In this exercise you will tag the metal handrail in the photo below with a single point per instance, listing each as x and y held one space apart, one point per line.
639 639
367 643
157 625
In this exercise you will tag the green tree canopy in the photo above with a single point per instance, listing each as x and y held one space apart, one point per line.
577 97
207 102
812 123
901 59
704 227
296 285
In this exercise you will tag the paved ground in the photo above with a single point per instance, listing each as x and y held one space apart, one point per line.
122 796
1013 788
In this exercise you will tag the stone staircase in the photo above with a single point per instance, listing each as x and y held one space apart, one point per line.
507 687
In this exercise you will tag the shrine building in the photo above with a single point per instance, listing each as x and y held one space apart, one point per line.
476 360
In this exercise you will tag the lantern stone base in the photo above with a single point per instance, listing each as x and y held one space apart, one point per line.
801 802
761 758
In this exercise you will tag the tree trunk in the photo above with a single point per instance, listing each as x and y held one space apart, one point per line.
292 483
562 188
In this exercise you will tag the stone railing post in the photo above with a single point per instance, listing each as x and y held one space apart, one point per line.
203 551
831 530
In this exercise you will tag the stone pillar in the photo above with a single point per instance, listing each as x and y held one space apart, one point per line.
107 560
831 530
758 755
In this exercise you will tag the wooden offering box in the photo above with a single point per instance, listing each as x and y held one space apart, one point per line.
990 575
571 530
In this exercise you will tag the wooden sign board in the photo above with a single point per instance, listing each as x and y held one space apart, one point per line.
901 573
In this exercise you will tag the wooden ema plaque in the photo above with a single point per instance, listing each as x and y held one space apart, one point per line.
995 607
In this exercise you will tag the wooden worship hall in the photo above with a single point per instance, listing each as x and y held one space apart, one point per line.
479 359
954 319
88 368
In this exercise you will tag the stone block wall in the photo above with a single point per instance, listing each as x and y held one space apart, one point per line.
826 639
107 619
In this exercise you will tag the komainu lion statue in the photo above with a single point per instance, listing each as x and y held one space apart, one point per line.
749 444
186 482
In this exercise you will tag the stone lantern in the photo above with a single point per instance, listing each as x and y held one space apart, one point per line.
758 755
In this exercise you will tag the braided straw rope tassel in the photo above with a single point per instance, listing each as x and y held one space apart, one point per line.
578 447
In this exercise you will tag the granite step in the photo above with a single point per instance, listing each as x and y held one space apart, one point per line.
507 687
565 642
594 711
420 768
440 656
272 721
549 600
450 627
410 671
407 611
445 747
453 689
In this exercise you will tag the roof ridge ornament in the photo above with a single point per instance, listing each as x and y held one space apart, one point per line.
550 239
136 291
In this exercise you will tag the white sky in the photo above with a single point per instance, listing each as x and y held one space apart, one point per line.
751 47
——
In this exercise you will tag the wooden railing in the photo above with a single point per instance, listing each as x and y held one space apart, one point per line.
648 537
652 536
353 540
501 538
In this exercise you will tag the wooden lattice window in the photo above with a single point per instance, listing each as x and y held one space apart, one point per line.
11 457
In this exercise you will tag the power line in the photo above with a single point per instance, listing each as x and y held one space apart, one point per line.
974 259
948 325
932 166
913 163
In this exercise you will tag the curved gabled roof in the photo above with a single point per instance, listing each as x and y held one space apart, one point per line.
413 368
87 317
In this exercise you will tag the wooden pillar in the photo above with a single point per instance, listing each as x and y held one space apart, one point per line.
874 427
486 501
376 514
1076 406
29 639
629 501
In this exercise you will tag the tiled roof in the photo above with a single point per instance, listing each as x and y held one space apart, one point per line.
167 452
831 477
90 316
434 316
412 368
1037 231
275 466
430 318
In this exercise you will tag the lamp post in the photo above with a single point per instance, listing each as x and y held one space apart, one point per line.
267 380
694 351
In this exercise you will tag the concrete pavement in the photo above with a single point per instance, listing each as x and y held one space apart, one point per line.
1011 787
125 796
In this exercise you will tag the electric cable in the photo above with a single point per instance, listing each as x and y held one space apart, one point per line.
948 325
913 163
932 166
——
How many lines in the material above contain the string "tree"? Case counts; reply with the number alone.

* **Finished task**
2